Every once in a while you come across a product or service that you feel like you cannot live without. You might substitute something else, you might try a different flavor, you might buy another brand “just to try it.” And in the end, you go back to what works and makes your life easier.
For me, Spiceworks is one of those things that I cannot live without at work. Sure, I could spend tens-of-thousands of dollars for an “enterprise-class” help desk system, but in most cases that would just be spending money on something that is not needed. I would rather use that budget money on other things.
First, a little background about Spiceworks. I found it about 2-1/2 years ago when I was looking for a low cost help desk system at a previous company. When I started that job, there was no request tracking in IT. Most times, a sticky note would be put on the side of someone’s monitor or the request would be written down in a notebook. Either way, there was about a 50/50 chance that the note would be lost or overlooked, causing a great deal of frustration from others in the company toward the IT department.
____
## ASSIGNED TASK 1
In the Spiceworks passage, about how long ago did the writer first find Spiceworks?
The records below have no connection to the Spiceworks passage.
____
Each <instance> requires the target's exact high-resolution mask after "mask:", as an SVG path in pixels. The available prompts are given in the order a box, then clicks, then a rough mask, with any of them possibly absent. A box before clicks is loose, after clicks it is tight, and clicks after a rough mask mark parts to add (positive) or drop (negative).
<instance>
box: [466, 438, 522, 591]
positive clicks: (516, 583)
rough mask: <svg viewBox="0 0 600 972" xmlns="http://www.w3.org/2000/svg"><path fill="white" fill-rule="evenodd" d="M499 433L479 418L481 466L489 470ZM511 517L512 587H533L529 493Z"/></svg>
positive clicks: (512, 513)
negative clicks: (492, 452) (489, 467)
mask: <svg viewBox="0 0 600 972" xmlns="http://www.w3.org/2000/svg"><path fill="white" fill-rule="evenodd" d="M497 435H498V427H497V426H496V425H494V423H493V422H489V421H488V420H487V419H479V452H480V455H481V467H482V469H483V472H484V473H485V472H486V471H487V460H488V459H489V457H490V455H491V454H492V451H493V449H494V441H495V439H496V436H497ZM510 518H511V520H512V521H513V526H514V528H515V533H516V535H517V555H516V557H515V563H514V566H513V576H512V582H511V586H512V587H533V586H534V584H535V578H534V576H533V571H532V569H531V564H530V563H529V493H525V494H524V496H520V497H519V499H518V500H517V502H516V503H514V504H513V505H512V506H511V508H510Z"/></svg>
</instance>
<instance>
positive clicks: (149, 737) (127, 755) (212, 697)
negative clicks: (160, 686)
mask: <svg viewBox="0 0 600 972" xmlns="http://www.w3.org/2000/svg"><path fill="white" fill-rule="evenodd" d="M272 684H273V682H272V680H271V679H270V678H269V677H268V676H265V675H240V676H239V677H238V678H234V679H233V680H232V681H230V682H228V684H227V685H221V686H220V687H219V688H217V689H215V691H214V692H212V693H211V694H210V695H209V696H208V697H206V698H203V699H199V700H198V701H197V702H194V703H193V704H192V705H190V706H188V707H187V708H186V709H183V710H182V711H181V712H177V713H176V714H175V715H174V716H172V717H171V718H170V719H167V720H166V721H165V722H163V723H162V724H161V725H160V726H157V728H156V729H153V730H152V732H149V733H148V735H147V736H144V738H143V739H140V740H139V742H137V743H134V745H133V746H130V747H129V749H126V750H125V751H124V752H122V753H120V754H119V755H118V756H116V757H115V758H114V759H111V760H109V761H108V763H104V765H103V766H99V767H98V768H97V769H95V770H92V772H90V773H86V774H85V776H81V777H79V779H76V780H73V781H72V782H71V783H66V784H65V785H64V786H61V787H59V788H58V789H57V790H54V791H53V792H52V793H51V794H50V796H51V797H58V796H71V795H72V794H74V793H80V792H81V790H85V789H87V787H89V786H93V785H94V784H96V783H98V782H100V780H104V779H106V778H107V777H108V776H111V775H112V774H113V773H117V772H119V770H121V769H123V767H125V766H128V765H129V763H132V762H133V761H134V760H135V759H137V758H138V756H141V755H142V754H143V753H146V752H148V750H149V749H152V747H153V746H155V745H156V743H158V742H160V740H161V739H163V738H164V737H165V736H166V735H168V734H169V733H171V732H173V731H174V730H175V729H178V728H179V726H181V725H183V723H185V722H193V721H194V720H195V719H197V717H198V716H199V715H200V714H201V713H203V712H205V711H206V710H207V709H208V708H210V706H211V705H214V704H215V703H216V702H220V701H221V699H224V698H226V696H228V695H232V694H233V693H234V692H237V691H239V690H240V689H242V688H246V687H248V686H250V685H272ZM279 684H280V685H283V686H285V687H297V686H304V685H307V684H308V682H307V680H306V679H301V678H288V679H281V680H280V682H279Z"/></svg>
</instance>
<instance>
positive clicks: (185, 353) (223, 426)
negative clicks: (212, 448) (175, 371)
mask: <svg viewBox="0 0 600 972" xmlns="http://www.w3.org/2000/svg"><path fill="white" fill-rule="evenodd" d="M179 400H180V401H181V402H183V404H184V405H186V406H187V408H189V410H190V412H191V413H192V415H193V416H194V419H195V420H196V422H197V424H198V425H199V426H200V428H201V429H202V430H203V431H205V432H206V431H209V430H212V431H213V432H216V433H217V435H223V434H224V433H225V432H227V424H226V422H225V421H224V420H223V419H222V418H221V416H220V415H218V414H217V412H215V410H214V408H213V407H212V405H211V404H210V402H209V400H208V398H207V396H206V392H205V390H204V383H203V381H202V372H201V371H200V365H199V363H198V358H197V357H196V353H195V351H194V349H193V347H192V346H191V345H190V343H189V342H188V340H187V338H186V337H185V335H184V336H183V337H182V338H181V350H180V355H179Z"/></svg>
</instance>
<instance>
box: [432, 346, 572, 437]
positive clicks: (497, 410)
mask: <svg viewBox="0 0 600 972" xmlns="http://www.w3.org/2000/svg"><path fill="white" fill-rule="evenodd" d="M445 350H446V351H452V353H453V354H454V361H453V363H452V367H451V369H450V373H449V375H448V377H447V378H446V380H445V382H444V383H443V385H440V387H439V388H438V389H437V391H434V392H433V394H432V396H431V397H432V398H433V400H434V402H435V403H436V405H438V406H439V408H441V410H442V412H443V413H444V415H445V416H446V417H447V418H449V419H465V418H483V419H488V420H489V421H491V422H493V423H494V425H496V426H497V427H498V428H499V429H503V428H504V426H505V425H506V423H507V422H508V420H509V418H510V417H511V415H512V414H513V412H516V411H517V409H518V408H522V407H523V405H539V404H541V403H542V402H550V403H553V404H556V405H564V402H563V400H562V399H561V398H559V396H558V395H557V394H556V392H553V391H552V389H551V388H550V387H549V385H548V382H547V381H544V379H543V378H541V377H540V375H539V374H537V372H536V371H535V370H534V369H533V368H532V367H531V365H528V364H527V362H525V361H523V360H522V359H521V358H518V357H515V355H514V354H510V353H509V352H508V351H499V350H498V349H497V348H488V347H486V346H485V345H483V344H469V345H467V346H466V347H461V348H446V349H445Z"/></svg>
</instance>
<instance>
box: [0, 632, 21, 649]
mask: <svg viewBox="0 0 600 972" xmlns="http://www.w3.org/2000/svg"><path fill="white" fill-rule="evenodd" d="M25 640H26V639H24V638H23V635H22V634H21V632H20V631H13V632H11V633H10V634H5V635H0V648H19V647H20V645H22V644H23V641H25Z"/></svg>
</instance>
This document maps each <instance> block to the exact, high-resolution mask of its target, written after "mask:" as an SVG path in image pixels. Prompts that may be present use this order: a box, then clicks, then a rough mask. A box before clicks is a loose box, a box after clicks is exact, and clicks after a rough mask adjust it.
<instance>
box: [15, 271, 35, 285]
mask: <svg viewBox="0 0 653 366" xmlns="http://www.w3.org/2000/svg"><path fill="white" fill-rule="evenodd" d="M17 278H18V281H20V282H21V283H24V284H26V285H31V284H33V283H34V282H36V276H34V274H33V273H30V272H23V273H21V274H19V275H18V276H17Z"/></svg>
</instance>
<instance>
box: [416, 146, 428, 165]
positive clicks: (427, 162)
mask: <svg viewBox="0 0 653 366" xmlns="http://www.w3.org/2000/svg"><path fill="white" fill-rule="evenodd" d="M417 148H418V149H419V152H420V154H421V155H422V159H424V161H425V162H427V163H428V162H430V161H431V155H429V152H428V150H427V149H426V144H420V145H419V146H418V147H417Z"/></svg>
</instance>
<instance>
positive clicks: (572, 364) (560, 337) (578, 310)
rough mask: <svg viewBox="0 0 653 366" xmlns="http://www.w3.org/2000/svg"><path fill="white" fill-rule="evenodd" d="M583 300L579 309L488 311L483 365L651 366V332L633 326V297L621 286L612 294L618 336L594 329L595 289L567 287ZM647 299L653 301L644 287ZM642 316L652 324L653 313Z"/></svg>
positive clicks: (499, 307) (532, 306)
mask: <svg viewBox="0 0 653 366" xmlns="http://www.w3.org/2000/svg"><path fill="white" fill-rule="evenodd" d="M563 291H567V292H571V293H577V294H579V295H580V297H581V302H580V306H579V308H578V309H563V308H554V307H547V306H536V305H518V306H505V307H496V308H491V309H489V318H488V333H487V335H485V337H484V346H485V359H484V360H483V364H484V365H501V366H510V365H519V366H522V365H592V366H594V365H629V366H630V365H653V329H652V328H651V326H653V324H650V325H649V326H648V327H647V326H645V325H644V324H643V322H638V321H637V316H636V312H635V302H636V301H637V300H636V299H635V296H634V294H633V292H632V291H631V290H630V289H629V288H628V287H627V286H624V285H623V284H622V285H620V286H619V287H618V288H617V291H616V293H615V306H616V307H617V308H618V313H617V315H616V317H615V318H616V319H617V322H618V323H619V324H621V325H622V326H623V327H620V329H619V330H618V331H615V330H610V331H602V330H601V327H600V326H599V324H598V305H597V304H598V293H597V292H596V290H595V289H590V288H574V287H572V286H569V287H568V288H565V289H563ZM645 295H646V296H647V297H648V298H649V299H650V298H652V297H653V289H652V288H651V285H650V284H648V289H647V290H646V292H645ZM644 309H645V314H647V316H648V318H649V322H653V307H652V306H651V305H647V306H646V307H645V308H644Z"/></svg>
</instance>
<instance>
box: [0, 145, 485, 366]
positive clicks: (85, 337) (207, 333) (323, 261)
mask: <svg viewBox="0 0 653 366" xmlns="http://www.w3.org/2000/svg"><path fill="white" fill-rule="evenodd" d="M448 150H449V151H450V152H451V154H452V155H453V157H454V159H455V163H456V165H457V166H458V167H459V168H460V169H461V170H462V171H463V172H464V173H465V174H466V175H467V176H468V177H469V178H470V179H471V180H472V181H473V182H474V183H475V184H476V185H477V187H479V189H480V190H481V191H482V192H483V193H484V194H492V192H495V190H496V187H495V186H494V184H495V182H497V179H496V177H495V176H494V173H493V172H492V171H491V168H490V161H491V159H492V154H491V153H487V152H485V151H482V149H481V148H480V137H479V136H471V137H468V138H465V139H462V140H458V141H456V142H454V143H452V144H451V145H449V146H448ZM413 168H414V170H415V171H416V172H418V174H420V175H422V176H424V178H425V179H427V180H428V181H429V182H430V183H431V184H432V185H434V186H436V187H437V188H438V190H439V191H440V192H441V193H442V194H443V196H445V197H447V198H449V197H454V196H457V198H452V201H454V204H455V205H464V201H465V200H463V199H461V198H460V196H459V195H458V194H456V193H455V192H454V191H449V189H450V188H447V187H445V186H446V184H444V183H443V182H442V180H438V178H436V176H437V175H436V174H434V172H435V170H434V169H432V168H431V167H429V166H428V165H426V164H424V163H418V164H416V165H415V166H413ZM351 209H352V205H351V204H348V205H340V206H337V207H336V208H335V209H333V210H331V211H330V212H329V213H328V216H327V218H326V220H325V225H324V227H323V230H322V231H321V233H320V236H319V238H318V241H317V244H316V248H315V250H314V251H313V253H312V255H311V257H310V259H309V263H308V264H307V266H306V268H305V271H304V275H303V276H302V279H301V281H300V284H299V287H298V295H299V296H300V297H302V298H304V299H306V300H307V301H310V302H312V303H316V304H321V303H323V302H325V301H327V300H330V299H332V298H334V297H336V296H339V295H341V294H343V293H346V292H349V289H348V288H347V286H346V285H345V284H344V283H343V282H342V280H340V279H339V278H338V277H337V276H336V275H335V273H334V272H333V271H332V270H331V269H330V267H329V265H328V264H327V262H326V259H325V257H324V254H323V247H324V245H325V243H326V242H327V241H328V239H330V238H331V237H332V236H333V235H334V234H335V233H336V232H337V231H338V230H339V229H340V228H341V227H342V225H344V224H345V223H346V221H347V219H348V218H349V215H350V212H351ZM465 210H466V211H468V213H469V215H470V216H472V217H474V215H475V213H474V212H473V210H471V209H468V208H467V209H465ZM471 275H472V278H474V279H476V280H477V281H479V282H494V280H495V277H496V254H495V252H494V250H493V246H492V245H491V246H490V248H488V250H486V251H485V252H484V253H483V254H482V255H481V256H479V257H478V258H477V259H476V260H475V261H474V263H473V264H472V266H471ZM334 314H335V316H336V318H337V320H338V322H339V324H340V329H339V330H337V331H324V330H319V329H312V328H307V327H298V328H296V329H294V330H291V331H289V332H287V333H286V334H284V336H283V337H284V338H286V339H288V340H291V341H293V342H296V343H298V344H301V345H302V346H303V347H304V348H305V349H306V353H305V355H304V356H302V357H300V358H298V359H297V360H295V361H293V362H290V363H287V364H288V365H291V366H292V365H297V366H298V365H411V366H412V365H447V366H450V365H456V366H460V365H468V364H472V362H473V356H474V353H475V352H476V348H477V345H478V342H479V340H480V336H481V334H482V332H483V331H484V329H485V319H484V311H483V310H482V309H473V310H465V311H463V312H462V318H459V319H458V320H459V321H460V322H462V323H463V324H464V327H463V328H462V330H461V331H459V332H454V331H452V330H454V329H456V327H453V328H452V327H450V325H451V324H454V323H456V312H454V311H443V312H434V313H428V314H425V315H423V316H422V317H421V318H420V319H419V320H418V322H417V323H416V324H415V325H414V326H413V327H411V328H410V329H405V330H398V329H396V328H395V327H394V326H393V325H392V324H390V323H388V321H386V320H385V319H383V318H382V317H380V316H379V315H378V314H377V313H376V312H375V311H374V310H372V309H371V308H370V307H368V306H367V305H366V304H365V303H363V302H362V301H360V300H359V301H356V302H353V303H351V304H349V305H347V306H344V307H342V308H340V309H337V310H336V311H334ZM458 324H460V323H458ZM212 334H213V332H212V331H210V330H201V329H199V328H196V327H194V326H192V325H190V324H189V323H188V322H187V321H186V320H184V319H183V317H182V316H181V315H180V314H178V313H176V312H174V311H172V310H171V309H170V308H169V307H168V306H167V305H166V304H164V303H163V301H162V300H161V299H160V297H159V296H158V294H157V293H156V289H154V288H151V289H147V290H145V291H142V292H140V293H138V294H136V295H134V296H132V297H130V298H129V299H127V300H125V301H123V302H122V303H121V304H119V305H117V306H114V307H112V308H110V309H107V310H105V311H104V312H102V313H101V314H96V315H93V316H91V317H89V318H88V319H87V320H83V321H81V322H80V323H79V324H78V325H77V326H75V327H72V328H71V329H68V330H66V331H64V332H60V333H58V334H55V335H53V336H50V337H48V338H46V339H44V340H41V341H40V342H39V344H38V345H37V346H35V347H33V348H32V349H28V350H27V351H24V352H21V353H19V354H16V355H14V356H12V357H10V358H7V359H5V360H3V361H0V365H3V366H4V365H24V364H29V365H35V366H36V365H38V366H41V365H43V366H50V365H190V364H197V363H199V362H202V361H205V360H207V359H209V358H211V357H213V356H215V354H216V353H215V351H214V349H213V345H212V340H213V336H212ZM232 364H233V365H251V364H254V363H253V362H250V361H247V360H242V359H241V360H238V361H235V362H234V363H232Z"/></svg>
____
## ASSIGNED TASK 2
Pull out every line of the records that contains the string "loose".

## EXERCISE ANSWER 1
About 2-1/2 years ago.

## EXERCISE ANSWER 2
Each <instance> requires the target's exact high-resolution mask after "mask:", as an SVG path in pixels. The available prompts are given in the order a box, then clicks, then a rough mask, with any of them possibly absent. A box before clicks is loose, after clicks it is tight, and clicks after a rough mask mark parts to add (positive) or drop (negative).
This document maps each <instance> block to the exact, high-resolution mask of its target, written after "mask:" as an SVG path in image pixels. Prompts that may be present use this order: a box, then clicks, then a rough mask. A box before clicks is a loose box, a box after clicks is exact, and clicks after a rough mask adjust it.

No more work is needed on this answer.